• [EXTRAIT FOURNI]
________________
La politique régionale de la Turquie contribue à son isolement

Le mardi 24 novembre, l’aviation turque abattait en plein vol un bombardier russe aux alentours de la frontière syro‐turque. Depuis lors, comme par une sorte d’enchaînement mécanique, nous assistons à un virulent bras‐de‐fer diplomatique entre Moscou et Ankara, assorti d’un jeu de sanctions économiques russes à l’encontre de la Turquie. On peut légitimement se demander pourquoi les autorités turques ont pris une décision aussi grave, qui, non seulement, semble aller à l’encontre des intérêts nationaux du pays mais risque aussi d’être un facteur de déstabilisation supplémentaire dans une région déjà en proie au chaos. Deux hypothèses principales peuvent être formulées.
________________
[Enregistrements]
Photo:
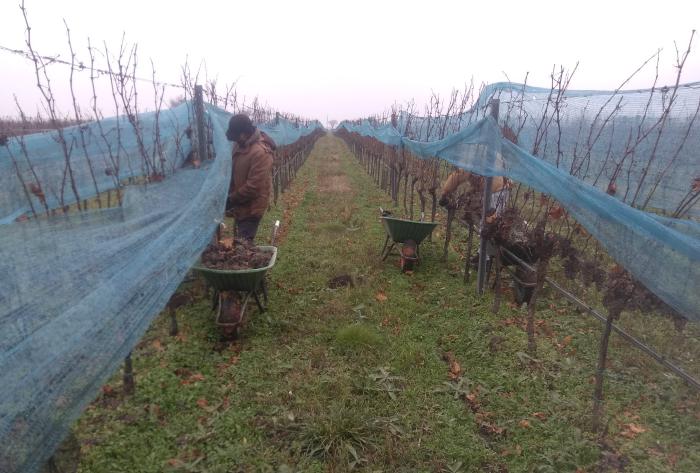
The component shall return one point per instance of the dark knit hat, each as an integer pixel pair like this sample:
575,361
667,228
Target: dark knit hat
239,124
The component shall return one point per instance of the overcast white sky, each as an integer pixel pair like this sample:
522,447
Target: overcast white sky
331,59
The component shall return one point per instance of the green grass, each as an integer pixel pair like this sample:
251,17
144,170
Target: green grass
354,379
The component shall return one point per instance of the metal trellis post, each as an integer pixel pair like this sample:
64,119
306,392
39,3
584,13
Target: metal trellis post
481,278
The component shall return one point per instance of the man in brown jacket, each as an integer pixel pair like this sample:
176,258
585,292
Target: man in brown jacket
251,178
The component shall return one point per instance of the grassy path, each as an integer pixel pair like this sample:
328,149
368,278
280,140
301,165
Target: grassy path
396,373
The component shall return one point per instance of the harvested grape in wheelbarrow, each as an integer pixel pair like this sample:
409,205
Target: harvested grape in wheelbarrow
240,255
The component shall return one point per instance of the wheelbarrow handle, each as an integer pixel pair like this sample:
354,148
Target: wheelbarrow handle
275,229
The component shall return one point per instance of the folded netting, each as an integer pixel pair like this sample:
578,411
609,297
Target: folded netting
77,292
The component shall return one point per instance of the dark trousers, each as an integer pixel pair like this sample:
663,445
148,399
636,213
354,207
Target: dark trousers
247,228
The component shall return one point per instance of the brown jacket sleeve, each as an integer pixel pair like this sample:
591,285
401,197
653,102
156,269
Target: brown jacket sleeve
259,174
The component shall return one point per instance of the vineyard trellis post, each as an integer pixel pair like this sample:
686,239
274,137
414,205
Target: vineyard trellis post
481,275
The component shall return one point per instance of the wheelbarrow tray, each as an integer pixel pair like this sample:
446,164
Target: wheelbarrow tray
400,230
247,280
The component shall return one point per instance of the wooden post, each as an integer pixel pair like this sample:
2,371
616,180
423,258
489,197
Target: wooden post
597,418
481,277
201,128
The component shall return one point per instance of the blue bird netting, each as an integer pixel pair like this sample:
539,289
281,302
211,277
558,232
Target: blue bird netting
636,239
78,290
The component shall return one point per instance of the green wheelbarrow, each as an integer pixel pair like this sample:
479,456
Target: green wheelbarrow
233,289
409,233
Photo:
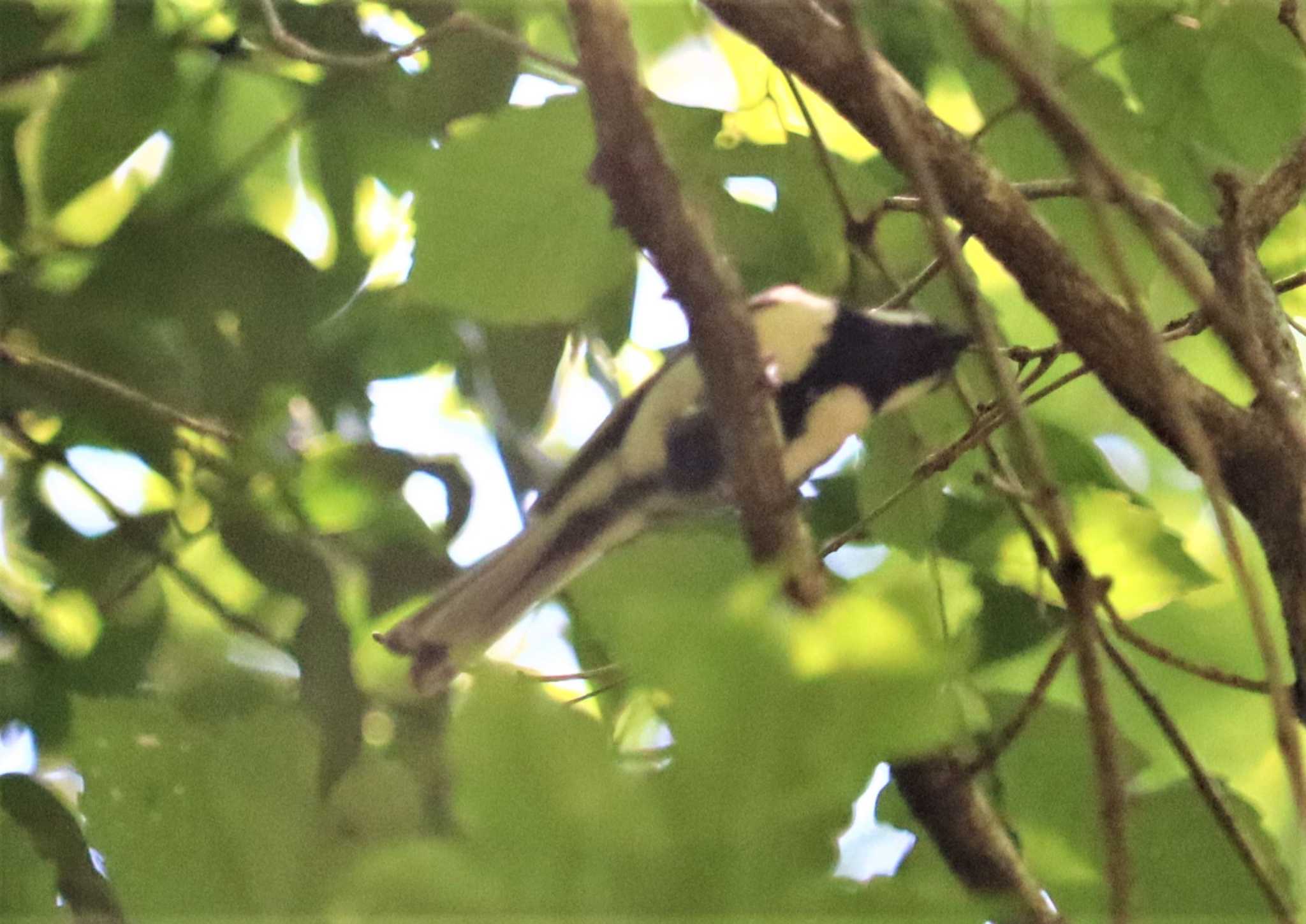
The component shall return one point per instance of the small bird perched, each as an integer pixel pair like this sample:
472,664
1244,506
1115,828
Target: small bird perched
659,453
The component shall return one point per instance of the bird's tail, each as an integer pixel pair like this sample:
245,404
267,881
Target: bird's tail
485,602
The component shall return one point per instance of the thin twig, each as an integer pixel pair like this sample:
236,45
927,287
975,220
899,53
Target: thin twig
1288,17
1178,662
1291,282
998,743
984,22
823,157
1078,67
1071,573
1242,846
20,358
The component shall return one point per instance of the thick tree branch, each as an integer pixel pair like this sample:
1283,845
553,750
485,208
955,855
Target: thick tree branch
1227,300
801,37
1277,192
647,202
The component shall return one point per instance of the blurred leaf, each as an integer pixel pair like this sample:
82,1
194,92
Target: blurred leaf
1200,874
109,107
1011,622
189,830
1131,546
29,880
321,644
58,838
1076,462
1192,72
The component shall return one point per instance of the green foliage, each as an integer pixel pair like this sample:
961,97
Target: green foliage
223,310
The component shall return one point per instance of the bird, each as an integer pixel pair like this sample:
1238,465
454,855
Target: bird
659,455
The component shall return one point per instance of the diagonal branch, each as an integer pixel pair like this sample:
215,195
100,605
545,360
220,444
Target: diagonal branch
647,202
801,37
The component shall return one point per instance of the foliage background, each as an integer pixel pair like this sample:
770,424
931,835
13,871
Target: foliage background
209,255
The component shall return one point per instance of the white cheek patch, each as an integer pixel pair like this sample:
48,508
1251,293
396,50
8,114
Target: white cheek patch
833,418
792,332
643,450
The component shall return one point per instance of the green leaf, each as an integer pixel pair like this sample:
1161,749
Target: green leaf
323,642
59,841
1078,464
1011,622
1131,546
109,107
202,819
1202,872
29,880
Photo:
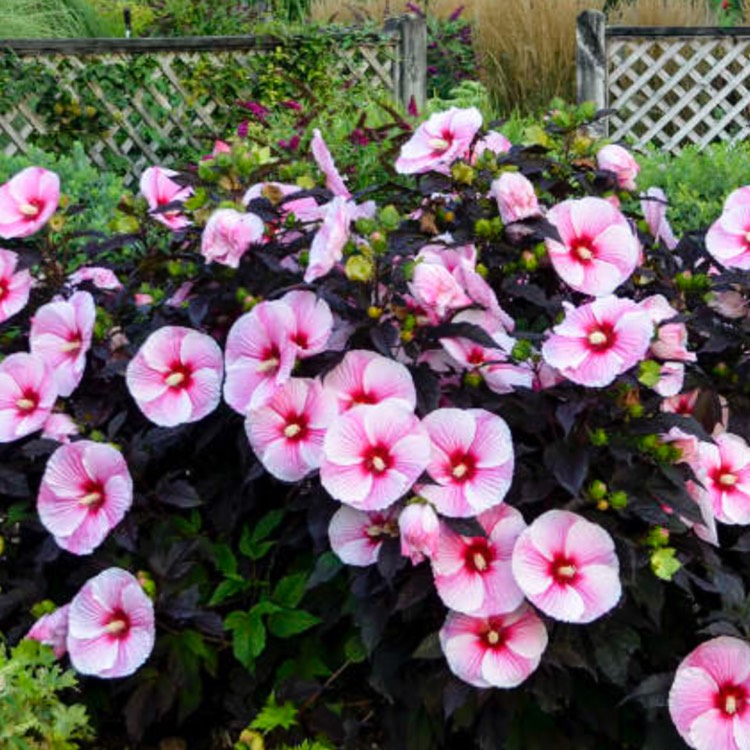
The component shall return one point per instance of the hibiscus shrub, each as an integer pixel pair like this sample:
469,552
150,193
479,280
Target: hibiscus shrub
465,465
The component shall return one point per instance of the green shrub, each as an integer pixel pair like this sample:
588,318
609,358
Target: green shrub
33,714
696,182
79,177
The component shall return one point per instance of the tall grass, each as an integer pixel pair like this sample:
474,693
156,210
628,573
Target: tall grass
526,48
33,19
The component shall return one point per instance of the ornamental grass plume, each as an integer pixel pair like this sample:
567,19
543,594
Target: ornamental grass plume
85,492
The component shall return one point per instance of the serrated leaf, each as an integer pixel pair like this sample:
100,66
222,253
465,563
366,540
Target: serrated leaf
227,589
291,622
290,590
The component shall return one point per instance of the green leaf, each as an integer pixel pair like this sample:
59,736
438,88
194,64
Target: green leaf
290,590
290,622
227,589
248,636
273,716
225,560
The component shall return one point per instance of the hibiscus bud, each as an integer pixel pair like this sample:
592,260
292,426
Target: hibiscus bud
462,173
597,490
419,528
616,159
359,268
515,196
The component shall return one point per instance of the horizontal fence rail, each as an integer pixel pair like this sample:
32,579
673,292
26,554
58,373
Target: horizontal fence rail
670,87
138,102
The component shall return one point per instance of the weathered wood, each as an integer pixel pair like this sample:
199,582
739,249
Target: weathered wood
412,68
591,59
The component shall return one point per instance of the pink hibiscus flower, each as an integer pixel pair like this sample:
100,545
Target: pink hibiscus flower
473,574
419,528
27,394
567,567
496,651
614,158
471,461
372,455
599,341
493,142
324,160
159,190
709,701
15,286
175,377
260,355
723,468
327,247
101,278
728,238
515,196
228,235
356,537
313,322
52,630
287,432
27,201
365,377
61,334
598,251
110,626
654,207
85,492
439,141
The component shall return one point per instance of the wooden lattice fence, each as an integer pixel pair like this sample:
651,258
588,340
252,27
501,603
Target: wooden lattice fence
137,102
670,87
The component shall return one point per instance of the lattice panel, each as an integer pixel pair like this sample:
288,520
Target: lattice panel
168,110
675,91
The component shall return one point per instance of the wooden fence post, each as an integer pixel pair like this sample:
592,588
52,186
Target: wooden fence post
410,79
591,61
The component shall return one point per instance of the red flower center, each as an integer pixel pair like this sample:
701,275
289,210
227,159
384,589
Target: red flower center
601,337
563,570
724,478
494,636
28,402
476,357
295,428
377,459
582,249
93,496
731,699
117,624
463,467
479,555
362,397
179,376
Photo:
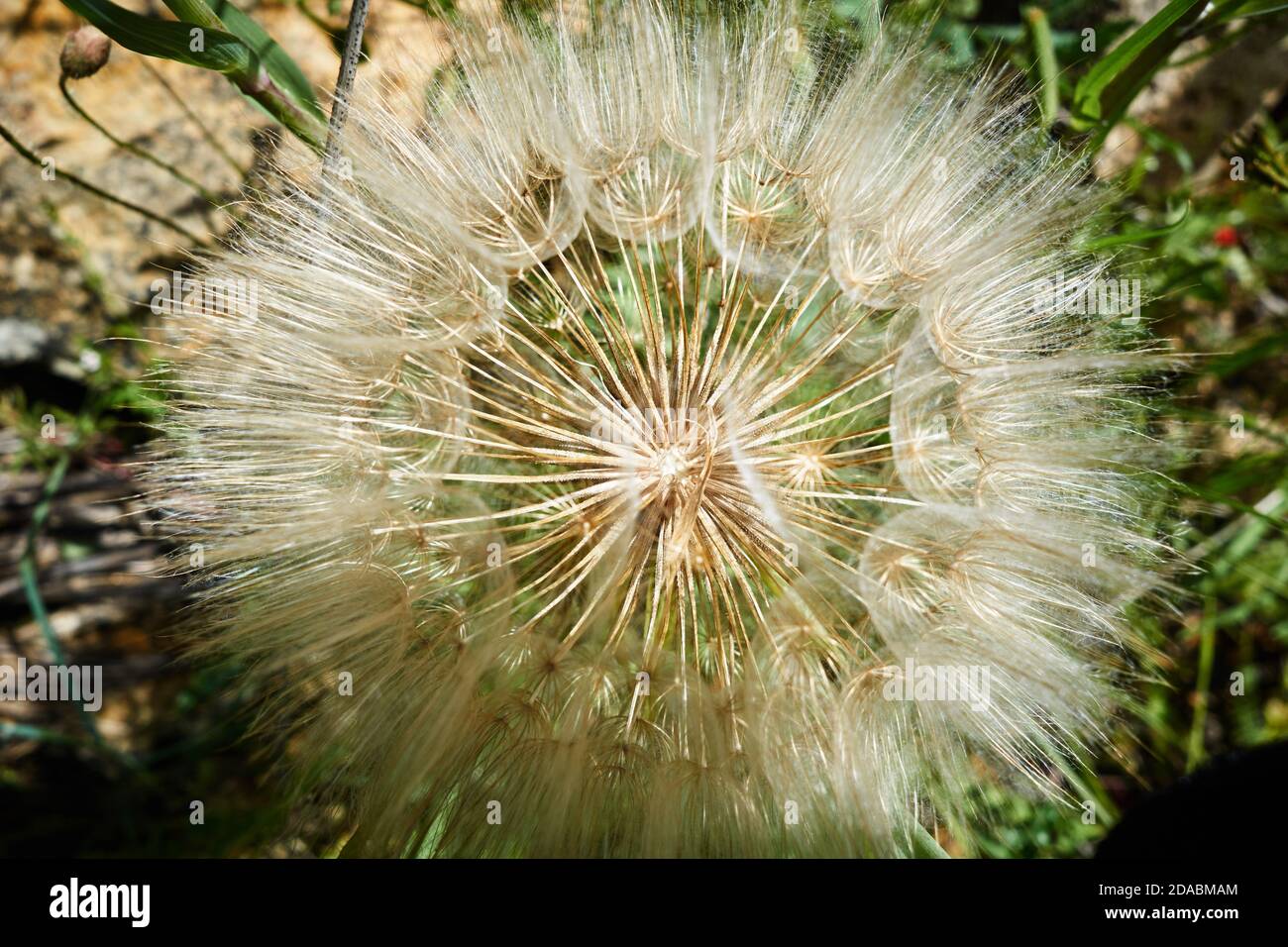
________________
• [EXERCICES À RÉALISER]
(a) Recopiez le passage de l'extrait sur la politique régionale de la Turquie situé entre « La politique régionale » et « peuvent être formulées. », inclus, en substituant « chasseur » à « bombardier ».
(b) Répondez aux questions suivantes à partir de l'extrait sur la politique régionale de la Turquie :
(i) Quel jour de la semaine et à quelle date l'aviation turque a-t-elle abattu l'appareil russe ?
(ii) De quoi le bras-de-fer diplomatique entre Moscou et Ankara est-il assorti ?
(iii) Combien d'hypothèses principales l'extrait annonce-t-il ?

• [CORRIGÉ DÉTAILLÉ]
(a)
La politique régionale de la Turquie contribue à son isolement

Le mardi 24 novembre, l’aviation turque abattait en plein vol un chasseur russe aux alentours de la frontière syro‐turque. Depuis lors, comme par une sorte d’enchaînement mécanique, nous assistons à un virulent bras‐de‐fer diplomatique entre Moscou et Ankara, assorti d’un jeu de sanctions économiques russes à l’encontre de la Turquie. On peut légitimement se demander pourquoi les autorités turques ont pris une décision aussi grave, qui, non seulement, semble aller à l’encontre des intérêts nationaux du pays mais risque aussi d’être un facteur de déstabilisation supplémentaire dans une région déjà en proie au chaos. Deux hypothèses principales peuvent être formulées.

(b)
(i) Le mardi 24 novembre.
(ii) D'un jeu de sanctions économiques russes à l'encontre de la Turquie.
(iii) Deux.